■ **Data supplied**

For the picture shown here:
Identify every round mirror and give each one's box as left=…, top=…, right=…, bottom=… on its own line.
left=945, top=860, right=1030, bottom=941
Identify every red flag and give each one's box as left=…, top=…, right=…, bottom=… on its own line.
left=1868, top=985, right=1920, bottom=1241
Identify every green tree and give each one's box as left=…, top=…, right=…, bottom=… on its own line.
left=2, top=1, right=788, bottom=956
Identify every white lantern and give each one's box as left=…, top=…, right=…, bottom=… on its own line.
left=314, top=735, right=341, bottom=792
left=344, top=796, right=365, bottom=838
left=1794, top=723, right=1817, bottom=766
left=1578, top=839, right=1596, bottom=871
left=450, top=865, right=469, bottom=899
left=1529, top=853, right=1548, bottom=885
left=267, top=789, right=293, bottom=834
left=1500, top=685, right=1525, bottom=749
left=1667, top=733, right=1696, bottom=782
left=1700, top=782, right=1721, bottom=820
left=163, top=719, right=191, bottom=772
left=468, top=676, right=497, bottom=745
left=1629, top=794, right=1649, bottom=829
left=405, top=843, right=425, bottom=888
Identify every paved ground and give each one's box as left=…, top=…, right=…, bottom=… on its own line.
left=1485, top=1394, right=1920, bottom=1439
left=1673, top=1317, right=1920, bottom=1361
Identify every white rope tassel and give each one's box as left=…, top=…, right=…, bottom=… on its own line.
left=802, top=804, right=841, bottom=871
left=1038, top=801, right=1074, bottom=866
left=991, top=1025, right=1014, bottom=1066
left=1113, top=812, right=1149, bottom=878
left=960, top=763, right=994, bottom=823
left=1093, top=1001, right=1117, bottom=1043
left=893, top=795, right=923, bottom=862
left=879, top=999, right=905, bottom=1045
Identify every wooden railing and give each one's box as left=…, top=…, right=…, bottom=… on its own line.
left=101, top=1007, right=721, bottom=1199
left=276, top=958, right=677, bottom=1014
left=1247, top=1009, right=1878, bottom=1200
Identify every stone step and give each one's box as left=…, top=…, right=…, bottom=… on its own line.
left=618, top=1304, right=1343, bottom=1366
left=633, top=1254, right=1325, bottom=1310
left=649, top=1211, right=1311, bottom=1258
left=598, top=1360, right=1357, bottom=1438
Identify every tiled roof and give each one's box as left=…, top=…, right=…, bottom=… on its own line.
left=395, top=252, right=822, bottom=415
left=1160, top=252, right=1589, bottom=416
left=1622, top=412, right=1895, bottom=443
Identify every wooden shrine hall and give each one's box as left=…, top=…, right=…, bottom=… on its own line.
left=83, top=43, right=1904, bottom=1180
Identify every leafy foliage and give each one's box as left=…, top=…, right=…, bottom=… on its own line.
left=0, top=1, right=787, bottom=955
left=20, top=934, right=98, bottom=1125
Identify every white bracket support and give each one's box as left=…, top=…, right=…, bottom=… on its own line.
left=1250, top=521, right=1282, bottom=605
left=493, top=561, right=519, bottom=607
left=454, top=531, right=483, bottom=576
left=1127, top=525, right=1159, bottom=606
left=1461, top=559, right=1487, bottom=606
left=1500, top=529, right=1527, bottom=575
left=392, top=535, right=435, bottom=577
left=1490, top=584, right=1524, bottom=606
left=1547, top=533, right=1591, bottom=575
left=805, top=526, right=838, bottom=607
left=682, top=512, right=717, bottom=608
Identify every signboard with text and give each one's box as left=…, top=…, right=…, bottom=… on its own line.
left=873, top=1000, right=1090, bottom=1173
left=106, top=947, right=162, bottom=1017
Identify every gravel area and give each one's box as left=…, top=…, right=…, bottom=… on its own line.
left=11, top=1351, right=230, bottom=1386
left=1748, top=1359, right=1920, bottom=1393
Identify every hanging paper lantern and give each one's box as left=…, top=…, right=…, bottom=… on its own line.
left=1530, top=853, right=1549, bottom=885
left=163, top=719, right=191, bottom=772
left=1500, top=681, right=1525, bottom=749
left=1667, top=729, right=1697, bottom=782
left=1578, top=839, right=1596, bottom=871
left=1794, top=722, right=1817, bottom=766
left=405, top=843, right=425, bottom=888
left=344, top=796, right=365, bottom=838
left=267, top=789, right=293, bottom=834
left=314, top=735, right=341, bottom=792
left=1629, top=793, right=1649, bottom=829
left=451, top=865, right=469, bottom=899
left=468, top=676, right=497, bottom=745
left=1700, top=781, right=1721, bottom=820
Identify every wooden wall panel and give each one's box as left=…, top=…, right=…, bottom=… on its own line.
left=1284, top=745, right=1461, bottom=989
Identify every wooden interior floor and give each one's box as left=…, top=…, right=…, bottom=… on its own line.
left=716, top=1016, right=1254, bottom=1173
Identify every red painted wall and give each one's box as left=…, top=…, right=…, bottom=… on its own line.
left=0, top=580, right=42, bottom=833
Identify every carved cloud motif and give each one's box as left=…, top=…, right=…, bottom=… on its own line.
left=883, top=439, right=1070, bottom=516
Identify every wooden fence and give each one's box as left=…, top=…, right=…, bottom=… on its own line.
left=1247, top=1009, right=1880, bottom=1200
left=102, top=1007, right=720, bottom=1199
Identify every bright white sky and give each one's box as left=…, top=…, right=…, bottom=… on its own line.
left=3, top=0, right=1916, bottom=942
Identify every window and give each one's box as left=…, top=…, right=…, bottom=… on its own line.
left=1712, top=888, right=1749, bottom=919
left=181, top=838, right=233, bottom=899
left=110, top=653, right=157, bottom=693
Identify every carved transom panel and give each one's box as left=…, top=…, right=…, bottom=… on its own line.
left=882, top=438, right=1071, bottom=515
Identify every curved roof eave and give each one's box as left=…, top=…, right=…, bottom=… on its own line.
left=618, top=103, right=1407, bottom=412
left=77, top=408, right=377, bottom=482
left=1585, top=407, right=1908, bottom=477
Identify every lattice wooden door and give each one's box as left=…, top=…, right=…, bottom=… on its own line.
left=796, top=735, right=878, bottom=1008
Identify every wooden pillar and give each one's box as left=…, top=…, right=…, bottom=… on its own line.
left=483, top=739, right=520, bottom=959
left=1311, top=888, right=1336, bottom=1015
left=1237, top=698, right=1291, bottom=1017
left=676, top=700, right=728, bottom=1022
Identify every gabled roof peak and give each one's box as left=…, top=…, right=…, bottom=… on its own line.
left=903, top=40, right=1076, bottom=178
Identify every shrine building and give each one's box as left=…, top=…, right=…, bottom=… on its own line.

■ **Task statement**
Go to the line containing "Identify every carved transom" in the listing. Print it and every line through the last one, exactly and with nothing more.

■ **Answer space**
Identify every carved transom panel and give each one's box as left=…, top=…, right=…, bottom=… on its own line.
left=882, top=438, right=1071, bottom=515
Identify every curved roof eave and give each one's box as left=…, top=…, right=…, bottom=… on its own line.
left=618, top=103, right=1407, bottom=412
left=77, top=408, right=377, bottom=482
left=1585, top=407, right=1908, bottom=477
Identify every lattice wooden door and give each one's box as left=…, top=…, right=…, bottom=… on its own line.
left=796, top=735, right=878, bottom=1008
Identify every wooden pillar and give each one's box as left=…, top=…, right=…, bottom=… on its own line.
left=483, top=739, right=520, bottom=959
left=1311, top=888, right=1336, bottom=1015
left=1237, top=698, right=1291, bottom=1017
left=676, top=700, right=728, bottom=1022
Identify every gabled roof peak and give each one's box as left=…, top=…, right=…, bottom=… on its own line.
left=903, top=40, right=1076, bottom=178
Identify every shrine building and give each one's box as left=…, top=…, right=…, bottom=… on its own line.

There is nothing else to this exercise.